= Records for this task =
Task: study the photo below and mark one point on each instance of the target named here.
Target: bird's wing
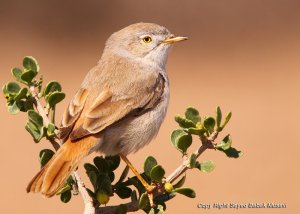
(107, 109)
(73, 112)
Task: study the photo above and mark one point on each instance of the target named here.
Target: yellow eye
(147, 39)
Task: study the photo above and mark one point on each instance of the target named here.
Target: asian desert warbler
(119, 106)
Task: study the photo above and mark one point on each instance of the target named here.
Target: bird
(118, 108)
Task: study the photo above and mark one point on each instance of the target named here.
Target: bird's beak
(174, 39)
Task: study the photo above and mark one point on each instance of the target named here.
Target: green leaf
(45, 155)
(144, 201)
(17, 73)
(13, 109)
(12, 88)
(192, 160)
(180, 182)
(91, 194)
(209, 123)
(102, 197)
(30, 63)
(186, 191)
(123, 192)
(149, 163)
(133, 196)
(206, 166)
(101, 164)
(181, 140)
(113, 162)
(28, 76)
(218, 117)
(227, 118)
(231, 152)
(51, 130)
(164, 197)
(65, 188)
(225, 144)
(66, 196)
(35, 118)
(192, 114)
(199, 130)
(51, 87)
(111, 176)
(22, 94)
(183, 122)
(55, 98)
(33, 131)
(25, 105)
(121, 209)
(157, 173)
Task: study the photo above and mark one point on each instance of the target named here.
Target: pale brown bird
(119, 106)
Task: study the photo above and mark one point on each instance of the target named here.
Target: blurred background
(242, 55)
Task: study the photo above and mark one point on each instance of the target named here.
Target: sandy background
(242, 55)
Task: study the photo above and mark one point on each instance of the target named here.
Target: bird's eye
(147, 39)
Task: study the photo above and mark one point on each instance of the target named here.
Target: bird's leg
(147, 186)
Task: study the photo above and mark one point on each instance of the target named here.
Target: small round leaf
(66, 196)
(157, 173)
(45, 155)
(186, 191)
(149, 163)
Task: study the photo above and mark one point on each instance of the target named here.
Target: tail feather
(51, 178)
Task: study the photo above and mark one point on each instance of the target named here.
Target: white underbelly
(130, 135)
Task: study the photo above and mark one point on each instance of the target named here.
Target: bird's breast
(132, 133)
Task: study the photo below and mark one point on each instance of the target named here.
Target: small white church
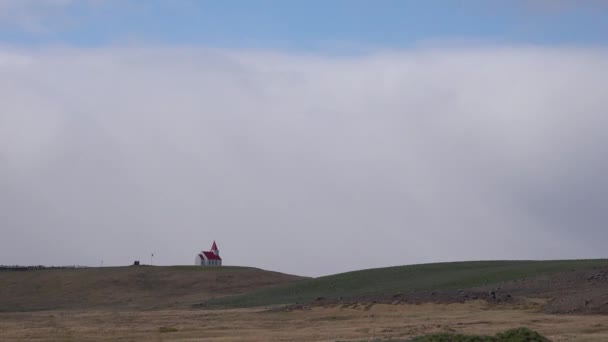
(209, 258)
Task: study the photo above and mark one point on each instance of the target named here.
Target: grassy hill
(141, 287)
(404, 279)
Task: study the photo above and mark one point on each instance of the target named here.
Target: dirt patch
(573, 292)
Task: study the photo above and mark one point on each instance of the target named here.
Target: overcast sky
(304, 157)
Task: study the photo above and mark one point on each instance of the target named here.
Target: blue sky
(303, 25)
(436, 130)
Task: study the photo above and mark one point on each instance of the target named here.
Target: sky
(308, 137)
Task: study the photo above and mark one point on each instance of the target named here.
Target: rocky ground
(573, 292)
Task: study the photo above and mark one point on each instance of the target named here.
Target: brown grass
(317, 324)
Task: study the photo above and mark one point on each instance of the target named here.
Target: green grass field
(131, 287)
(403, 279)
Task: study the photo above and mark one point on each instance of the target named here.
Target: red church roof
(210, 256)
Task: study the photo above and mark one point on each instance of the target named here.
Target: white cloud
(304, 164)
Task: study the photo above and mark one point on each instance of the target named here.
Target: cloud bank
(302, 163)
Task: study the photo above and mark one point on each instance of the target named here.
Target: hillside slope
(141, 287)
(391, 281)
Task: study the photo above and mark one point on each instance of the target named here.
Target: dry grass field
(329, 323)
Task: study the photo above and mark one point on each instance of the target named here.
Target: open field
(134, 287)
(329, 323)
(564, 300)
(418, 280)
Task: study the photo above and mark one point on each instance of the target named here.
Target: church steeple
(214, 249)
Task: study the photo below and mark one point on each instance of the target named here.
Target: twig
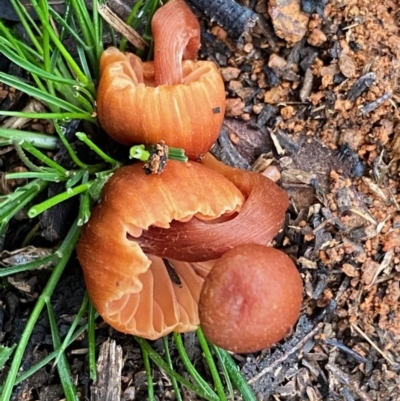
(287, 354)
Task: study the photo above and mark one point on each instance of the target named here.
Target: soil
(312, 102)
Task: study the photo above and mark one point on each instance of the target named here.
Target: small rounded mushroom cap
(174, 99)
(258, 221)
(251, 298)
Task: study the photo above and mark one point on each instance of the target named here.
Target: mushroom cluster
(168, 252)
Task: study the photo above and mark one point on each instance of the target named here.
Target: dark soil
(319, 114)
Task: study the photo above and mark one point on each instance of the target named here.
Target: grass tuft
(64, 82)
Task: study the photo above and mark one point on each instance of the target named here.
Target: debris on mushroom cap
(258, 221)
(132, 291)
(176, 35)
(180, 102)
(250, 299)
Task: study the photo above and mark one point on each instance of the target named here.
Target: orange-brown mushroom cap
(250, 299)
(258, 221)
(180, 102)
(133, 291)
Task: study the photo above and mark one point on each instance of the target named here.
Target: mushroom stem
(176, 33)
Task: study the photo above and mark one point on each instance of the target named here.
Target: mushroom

= Exercise prompt =
Each record above should come back exactly the same, only without its pictures.

= Exercise result =
Task: study the photo below and mark one point on each instance of the target named here.
Target: bird's wing
(107, 109)
(73, 112)
Task: study the photo above and mark one point on each instance of the target named here.
Target: yellow eye
(147, 39)
Task: study the photo above and mark one point on each instance of the target named here.
Target: asian desert warbler
(119, 106)
Task: study the photo above and mark one point on each instance of the target named here.
Target: bird
(118, 108)
Task: study the photo above and mark one point on each instance of the target named here.
Target: bird's beak
(174, 39)
Task: study the photo above and mark one point on each instance of the target named here.
Target: green leaf
(45, 155)
(144, 201)
(17, 73)
(13, 109)
(12, 88)
(192, 160)
(180, 182)
(91, 194)
(209, 123)
(102, 197)
(30, 63)
(186, 191)
(123, 192)
(149, 163)
(133, 196)
(206, 166)
(101, 164)
(181, 140)
(113, 162)
(28, 76)
(218, 117)
(227, 118)
(231, 152)
(51, 130)
(164, 197)
(65, 188)
(225, 144)
(66, 196)
(35, 118)
(192, 114)
(199, 130)
(51, 87)
(111, 176)
(22, 94)
(183, 122)
(55, 98)
(33, 131)
(25, 105)
(121, 209)
(157, 173)
Task: study the photo above and mark one point on each instance of the target named here.
Target: pale brown bird
(119, 106)
Task: study the photo above and mark one point on each instance of the target named here.
Target: blurred background
(242, 55)
Task: study the photo above and mark one point on each instance of the target named here.
Target: sandy background
(242, 55)
Task: study the photo above and mark one point on each instance of the target named here.
Target: bird's eye
(147, 39)
Task: study the photo above and mark one point on each instance of the target named here.
Target: bird's leg
(147, 186)
Task: study the photo above and mark one point on each instance of the target named here.
Target: small round leaf
(66, 196)
(157, 173)
(45, 155)
(186, 191)
(149, 163)
Task: study the photo above and mark one point on each instance of the target named here.
Target: tail feather
(51, 178)
Task: study the photo above and mark one point on each instance of the target named here.
Target: white underbelly
(130, 135)
Task: study the photo above and mark one point on each instance of the target named here.
Target: bird's breast
(132, 133)
Task: study the photo below and mark one point on each instance of the target named here.
Target: small white church
(209, 258)
Task: study the photo above and mark one point on each instance of the target named here.
Target: grassy hill
(141, 287)
(404, 279)
Task: study the photo above and mark one point on each instance of the target named here.
Target: dirt patch
(573, 292)
Task: study the photo above and mark one point on each instance of the target named here.
Target: overcast sky
(304, 157)
Task: study the photo above and mark one point on each instance of the target named here.
Target: blue sky
(303, 25)
(436, 130)
Task: study the photo above and mark one point on each instance of the target named here.
Target: sky
(308, 137)
Task: study the photo above and mark one point on each instance of the target named here.
Target: rocky ground
(573, 292)
Task: study the photo above and mark one point on each instance of the target named here.
Target: brown grass
(317, 324)
Task: study the photo above and mark one point on each instance of the target named here.
Target: green grass field
(131, 287)
(403, 279)
Task: study the photo above and mark one point on each instance of the target named here.
Target: red church roof
(210, 256)
Task: study the photo above and mark one point on each instance of the target named here.
Target: white cloud
(304, 164)
Task: study the photo above and mark one point on each instance of the target named here.
Target: cloud bank
(302, 163)
Task: study the photo above and mark one point on each instance of the target named here.
Target: hillside slope
(141, 287)
(391, 281)
Task: study the photo above and mark one point on each instance of the target named here.
Target: dry grass field
(329, 323)
Task: study the photo above and mark one point on each instance of the target named here.
Target: open field
(134, 287)
(329, 323)
(564, 300)
(418, 280)
Task: study the photo above and mark one point on each instance of the target named here.
Target: church steeple
(214, 249)
Task: study the photo below and mark one point on each instance of the target named here.
Target: twig
(287, 354)
Task: study the photo above and mark one point on each instance of the target named here.
Target: soil
(312, 102)
Task: study the photo above and mark one point on each instance of the target named here.
Target: small rounded mushroom cap
(174, 99)
(258, 221)
(251, 298)
Task: study the photo above and mark one point on each instance of the target named here.
Target: mushroom cluster
(168, 252)
Task: study the photo above and mark one point on each instance of the target named here.
Target: dark soil
(319, 114)
Task: study the photo above and mark one point on each instance of the target named here.
Target: grass tuft
(64, 82)
Task: study the photo above and mark one point on each instance of the target named here.
Target: debris on mushroom cap
(258, 221)
(132, 291)
(176, 35)
(180, 102)
(250, 299)
Task: study the photo above and mark one point on each instance of the target named here.
Target: orange-brown mushroom cap
(250, 299)
(258, 221)
(180, 102)
(133, 291)
Task: study the photo above and mark one point on each instance of the target named here.
Target: mushroom stem
(176, 33)
Task: study the photo above and mark one point on each instance of the target named here.
Target: mushroom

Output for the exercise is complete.